Document passage:
● ● ● ●

Review: Campus Activism in 1969-70 Brims With Connections to Today in New Play

Immersive, Independent Production About Vietnam War Protests Makes Its Point With Creative Staging in City Theatre Lobby

By SHARON EBERSON

As I scanned the scene during the new play, Sixty-Nine — Seventy, at people my age or not far off, it seemed obvious that most of the audience would know the names Phil Ochs, William Kunstler, Bernadette Devlin and other antiwar, environmental and civil rights activists, some mentioned just in passing, some seen on video, and what they meant to the movements of their day.

The title refers to the years 1969 and ’70, and that the four characters are living in those dangerous times, at Buffalo State College (now a university). It struck me more than once that the actors were possibly the youngest people in the room, playing students of different backgrounds who had endured during the Vietnam War and the United States’ draft lottery.

On the other hand, much about what they were saying and doing could have been taken directly from today’s headlines.

● ● ● ●

Record extracts:
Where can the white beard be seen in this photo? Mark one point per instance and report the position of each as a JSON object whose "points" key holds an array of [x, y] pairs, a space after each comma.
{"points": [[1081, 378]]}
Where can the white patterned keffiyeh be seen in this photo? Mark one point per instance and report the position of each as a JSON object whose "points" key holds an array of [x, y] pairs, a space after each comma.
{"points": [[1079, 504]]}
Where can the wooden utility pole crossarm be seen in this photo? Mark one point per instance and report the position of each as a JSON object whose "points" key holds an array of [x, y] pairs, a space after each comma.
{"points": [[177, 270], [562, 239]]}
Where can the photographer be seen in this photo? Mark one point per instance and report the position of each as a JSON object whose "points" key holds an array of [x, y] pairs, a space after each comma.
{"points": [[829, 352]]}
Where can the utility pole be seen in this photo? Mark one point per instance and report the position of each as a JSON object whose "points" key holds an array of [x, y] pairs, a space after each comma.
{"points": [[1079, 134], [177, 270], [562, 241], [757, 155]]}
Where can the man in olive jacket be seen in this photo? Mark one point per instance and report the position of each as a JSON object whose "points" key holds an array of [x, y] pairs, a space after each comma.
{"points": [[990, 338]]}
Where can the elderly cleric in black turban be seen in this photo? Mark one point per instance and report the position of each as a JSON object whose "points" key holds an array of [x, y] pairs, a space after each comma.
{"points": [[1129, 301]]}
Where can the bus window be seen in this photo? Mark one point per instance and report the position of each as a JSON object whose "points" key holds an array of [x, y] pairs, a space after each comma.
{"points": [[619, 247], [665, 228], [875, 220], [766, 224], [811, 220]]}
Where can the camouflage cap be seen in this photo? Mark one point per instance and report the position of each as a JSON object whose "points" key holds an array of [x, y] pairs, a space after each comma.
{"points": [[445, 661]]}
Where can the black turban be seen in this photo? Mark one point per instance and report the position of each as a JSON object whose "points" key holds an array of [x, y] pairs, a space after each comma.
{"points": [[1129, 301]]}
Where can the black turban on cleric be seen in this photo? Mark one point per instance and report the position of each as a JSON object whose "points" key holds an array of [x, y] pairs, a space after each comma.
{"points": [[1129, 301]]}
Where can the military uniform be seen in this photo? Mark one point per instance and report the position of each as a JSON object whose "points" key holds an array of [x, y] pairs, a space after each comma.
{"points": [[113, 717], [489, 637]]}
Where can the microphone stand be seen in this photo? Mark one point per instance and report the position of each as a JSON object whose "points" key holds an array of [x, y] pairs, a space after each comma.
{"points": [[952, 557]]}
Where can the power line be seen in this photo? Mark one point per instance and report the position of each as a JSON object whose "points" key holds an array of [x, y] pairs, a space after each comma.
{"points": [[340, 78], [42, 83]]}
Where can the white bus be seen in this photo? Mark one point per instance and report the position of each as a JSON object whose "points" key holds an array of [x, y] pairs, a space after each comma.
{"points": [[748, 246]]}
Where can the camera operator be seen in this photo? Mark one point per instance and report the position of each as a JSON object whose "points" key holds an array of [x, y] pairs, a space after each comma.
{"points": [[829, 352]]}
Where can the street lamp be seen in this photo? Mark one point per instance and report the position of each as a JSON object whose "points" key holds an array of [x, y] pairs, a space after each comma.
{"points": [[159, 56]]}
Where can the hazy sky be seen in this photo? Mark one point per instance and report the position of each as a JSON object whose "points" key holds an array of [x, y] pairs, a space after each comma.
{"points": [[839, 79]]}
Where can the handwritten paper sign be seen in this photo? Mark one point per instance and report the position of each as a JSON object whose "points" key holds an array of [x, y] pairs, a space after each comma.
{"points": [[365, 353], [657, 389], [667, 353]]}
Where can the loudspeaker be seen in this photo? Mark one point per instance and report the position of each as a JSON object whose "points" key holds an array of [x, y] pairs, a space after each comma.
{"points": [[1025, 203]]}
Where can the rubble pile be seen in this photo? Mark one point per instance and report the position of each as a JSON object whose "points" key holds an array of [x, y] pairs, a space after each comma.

● ● ● ●

Directives:
- A) In the review of the campus activism play, which college are the four characters attending?
- B) Print the part of the campus activism play review that begins at the words "By SHARON EBERSON" and stops after "from today’s headlines.".
- C) Carry on the review of the campus activism play from its last sentence.

Outputs by task:
- A) Buffalo State College (now a university).

- B)
By SHARON EBERSON

As I scanned the scene during the new play, Sixty-Nine — Seventy, at people my age or not far off, it seemed obvious that most of the audience would know the names Phil Ochs, William Kunstler, Bernadette Devlin and other antiwar, environmental and civil rights activists, some mentioned just in passing, some seen on video, and what they meant to the movements of their day.

The title refers to the years 1969 and ’70, and that the four characters are living in those dangerous times, at Buffalo State College (now a university). It struck me more than once that the actors were possibly the youngest people in the room, playing students of different backgrounds who had endured during the Vietnam War and the United States’ draft lottery.

On the other hand, much about what they were saying and doing could have been taken directly from today’s headlines.

- C)
We say and feel it a lot these days, that a theatrical experience resonates from a point in time to today. This particular play, by Michael Eichler, who attended the University of Pittsburgh to earn a social work degree, found the bullseye over and over, as I expect it will for the Baby Boomer/Generation Jones (I fall in the latter) members of the audience. For those who are not well-versed with the time of “peace, love and war” but living in today’s climate, the experience should be just as impactful, just as visceral.

The 90-minute+ monologue play with no intermission takes a while to get going, starting with the four characters, seen on the video screens of the City Theatre lobby, looking into mirrors, telling themselves what to expect at the start of the school year.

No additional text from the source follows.